▶ [Your objective]: According to the article on the Plaistow woman's lawsuit, how many days did Karen Bartlett spend at Massachusetts General Hospital?

▶ [Text section]:
+---+

Plaistow woman’s lawsuit could end up before Supreme Court
BOSTON — A lawsuit that netted a Plaistow woman the largest jury award in state history could potentially be argued in front of the U.S. Supreme Court, according to her attorney and a legal expert.
The U.S. Court of Appeals for the First Circuit recently affirmed a trial court ruling that awarded Karen Bartlett of Plaistow more than $21 million in damages after an anti-inflammatory drug left her with extreme burns and permanent near-blindness.
John Greabe, a law professor specializing in constitutional law at the University of New Hampshire School of Law, said the appeals court ruling “sort of teed it up” for the U.S. Supreme Court.
“I can’t imagine that (the Supreme Court) won’t take it up, unless this gets settled beforehand,” Greabe said.
Bartlett sued Mutual Pharmaceutical Company, the manufacturer of sulidnac, a generic drug that can cause toxic epidermal necrolysis, a life-threatening disease characterized by the detachment of the top layer of skin from lower layers.
According to the ruling, Bartlett suffered the condition on about 60 to 65 percent of her body. She spent 70 days at Massachusetts General Hospital, including more than 50 in its burn unit. She cannot eat normally because of esophageal burns, is nearly blind and is seriously disfigured, according to court records.

+---+

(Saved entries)
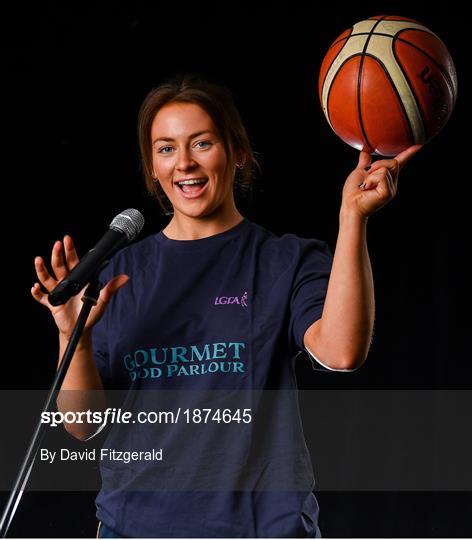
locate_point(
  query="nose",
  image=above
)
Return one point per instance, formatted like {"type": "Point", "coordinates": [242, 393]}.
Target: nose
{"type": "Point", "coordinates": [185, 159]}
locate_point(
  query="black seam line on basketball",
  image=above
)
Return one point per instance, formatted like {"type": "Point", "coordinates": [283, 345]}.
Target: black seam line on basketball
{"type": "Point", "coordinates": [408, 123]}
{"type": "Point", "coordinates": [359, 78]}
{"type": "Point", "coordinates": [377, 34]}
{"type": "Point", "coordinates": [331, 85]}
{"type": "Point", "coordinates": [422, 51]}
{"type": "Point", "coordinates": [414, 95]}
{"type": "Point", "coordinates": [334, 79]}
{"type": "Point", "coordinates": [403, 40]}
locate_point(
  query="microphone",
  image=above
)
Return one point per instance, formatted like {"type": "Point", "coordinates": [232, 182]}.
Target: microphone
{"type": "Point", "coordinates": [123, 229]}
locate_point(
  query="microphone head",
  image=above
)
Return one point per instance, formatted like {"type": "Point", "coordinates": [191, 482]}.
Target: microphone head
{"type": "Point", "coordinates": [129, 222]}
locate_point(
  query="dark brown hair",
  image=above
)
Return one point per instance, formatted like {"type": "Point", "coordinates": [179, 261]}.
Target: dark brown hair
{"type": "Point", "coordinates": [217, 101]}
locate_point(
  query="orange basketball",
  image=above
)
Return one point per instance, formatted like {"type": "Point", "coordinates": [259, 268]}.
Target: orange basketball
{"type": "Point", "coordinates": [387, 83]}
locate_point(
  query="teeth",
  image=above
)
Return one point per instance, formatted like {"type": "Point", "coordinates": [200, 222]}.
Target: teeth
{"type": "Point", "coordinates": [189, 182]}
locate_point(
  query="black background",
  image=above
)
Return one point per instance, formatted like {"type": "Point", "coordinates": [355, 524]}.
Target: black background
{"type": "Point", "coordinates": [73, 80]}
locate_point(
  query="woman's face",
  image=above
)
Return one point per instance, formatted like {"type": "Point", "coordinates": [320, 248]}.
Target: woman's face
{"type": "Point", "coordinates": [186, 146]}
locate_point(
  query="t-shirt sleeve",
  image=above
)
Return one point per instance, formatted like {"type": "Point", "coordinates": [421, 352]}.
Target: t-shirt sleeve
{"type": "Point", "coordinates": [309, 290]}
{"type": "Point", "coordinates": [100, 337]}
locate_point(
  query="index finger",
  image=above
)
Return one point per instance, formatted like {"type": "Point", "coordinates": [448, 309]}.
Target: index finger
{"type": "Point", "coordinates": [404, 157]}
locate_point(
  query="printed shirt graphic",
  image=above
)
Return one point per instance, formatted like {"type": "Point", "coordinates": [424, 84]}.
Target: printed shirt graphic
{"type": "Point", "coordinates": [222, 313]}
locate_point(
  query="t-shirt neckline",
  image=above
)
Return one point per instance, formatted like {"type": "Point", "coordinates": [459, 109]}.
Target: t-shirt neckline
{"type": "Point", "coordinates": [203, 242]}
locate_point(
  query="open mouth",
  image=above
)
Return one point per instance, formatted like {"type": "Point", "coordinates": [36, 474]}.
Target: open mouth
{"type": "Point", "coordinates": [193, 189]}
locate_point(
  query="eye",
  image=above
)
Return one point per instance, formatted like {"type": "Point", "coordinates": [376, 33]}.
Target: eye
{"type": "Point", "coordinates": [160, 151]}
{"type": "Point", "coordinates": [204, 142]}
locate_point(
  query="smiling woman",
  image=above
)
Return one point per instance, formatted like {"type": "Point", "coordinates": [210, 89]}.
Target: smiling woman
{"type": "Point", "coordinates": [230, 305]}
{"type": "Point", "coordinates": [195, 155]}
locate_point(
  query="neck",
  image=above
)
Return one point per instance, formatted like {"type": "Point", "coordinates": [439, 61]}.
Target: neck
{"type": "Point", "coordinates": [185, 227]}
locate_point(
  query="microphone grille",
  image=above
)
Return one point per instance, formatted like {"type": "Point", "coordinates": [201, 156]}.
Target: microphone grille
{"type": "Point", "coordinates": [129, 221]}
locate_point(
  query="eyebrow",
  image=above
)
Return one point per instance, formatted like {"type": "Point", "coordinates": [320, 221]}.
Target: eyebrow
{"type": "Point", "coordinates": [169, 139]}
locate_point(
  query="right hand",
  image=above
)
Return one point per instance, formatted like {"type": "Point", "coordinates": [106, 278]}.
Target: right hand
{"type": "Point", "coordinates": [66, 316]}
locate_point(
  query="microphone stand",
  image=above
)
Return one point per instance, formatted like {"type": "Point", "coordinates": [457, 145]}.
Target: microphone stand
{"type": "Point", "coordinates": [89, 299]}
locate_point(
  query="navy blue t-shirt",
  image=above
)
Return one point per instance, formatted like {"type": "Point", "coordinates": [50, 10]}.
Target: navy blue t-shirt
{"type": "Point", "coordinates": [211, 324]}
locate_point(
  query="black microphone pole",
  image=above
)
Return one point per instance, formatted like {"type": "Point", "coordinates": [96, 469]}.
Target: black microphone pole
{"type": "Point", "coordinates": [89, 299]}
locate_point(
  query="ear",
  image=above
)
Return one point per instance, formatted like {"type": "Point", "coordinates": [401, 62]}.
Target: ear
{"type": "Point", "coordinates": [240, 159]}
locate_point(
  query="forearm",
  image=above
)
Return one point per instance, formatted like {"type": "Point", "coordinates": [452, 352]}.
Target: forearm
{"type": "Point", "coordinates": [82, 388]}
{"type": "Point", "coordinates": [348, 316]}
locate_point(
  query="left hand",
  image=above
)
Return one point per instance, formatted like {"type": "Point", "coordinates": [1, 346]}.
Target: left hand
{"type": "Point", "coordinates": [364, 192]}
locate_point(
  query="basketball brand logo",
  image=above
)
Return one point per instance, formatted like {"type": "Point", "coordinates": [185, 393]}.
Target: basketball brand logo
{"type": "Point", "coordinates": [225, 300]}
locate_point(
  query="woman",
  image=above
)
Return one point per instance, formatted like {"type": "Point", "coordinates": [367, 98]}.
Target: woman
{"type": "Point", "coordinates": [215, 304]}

+---+

▶ [Completed task]: 70 days